▶ Aim: Render every line of the material below as a JSON list of strings, one string per line, with blank lines omitted.

Rows of box annotation data:

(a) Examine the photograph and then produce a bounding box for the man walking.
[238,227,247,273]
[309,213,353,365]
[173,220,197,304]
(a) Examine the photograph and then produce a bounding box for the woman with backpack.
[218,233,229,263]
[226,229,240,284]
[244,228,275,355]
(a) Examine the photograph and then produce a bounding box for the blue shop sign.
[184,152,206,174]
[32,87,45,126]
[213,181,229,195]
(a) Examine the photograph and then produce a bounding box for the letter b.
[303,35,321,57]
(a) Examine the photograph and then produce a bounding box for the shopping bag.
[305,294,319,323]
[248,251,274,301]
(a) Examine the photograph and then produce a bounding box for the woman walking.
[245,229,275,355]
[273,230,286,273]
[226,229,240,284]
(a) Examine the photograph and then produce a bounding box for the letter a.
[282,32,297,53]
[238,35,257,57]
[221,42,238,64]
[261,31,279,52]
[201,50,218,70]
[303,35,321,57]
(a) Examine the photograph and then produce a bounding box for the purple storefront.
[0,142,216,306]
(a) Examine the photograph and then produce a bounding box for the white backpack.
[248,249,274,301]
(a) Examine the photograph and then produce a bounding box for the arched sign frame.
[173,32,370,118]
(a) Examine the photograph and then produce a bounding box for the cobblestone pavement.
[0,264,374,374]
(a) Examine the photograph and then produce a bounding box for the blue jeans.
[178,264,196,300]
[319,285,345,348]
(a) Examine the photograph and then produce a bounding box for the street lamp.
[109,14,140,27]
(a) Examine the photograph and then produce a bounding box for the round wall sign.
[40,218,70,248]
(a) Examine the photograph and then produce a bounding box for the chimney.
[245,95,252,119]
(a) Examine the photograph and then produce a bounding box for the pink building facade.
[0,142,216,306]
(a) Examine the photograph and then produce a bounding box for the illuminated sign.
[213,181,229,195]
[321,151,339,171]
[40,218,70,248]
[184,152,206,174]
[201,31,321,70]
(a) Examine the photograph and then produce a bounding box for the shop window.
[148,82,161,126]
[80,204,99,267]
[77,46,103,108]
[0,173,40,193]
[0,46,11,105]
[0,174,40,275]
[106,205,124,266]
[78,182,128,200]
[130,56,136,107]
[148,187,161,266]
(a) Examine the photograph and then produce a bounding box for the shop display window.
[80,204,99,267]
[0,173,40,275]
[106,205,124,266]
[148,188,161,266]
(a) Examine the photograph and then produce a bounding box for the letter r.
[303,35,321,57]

▶ Full solution:
[
  "(a) Examine the photograph and then produce a bounding box for the man walking.",
  "[238,227,247,273]",
  "[309,213,353,365]",
  "[173,220,197,304]",
  "(a) Examine the photograph and then produce a bounding box for the woman with backpack.",
  "[218,233,229,263]",
  "[226,229,240,284]",
  "[244,228,275,355]",
  "(a) Examine the photograph and then produce a bounding box for the blue shop sign.",
  "[184,152,206,174]",
  "[32,87,45,126]",
  "[213,181,229,195]",
  "(a) Examine the photograph and then produce a bounding box for the letter b.",
  "[303,35,321,57]",
  "(a) Examine the photograph and then produce a bounding box for the shopping bag.",
  "[305,294,319,323]",
  "[248,251,274,301]",
  "(a) Examine the photograph and then produce a bounding box for the woman walking.",
  "[245,229,275,355]",
  "[273,230,286,273]",
  "[226,229,240,284]",
  "(a) Examine the photograph and then produce a bounding box for the letter a.",
  "[282,32,297,53]",
  "[238,35,257,57]",
  "[221,42,238,64]",
  "[261,31,279,52]",
  "[201,50,218,70]",
  "[303,35,321,57]",
  "(a) Examine the photograph and then produce a bounding box for the purple storefront.",
  "[0,142,216,306]",
  "(a) Examine the photograph and then produce a bounding box for the white backpack.",
  "[248,249,274,301]",
  "(a) Examine the photograph and then produce a bounding box for the arched sign frame.",
  "[173,32,370,118]",
  "(a) Examine the photograph and then produce a bounding box for the cobblestone pavement.",
  "[0,264,374,374]",
  "(a) Examine the photograph and then produce a bounding box for the blue jeans.",
  "[178,264,196,300]",
  "[319,285,345,348]",
  "(a) Examine the photograph and then produce a bounding box for the street lamp.",
  "[109,14,140,27]",
  "(a) Examine the photograph and then produce a bounding box for the round wall sign.",
  "[40,218,70,248]",
  "(a) Examine the photograph and then produce a bounding box for the chimney.",
  "[245,95,252,119]",
  "(a) Examine the photograph and then produce a bounding box for the pink building facade.",
  "[0,142,216,306]",
  "(a) Examine the photograph and then produce a bounding box for the illuminated sign.",
  "[213,181,229,195]",
  "[321,151,339,171]",
  "[40,218,70,248]",
  "[184,152,206,174]",
  "[201,31,321,70]",
  "(a) Examine the photograph and then produce a bounding box for the shop window.",
  "[148,82,161,126]",
  "[80,204,99,267]",
  "[77,46,103,108]",
  "[0,173,40,193]",
  "[0,46,11,105]",
  "[0,174,40,275]",
  "[106,205,124,266]",
  "[78,182,128,200]",
  "[130,56,136,107]",
  "[148,187,161,266]",
  "(a) Examine the photograph and then produce a bounding box for the shop display window.",
  "[80,204,99,267]",
  "[0,173,40,275]",
  "[106,205,124,266]",
  "[148,188,161,266]",
  "(a) Examine the photograph and then produce a bounding box for the letter r.",
  "[303,35,321,57]"
]